WHAT TO WORK ON:
Please return every record below exactly as it stands.

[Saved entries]

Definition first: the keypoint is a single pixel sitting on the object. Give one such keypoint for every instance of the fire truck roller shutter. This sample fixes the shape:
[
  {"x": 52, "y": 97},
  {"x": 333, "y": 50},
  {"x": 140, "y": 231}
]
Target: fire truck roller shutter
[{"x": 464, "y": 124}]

FINAL ANSWER:
Definition first: the keypoint is a single pixel sitting on the object. Give one such keypoint for every instance of the fire truck roller shutter. This sample fixes the shape:
[
  {"x": 52, "y": 97},
  {"x": 333, "y": 50},
  {"x": 140, "y": 231}
]
Target: fire truck roller shutter
[{"x": 464, "y": 124}]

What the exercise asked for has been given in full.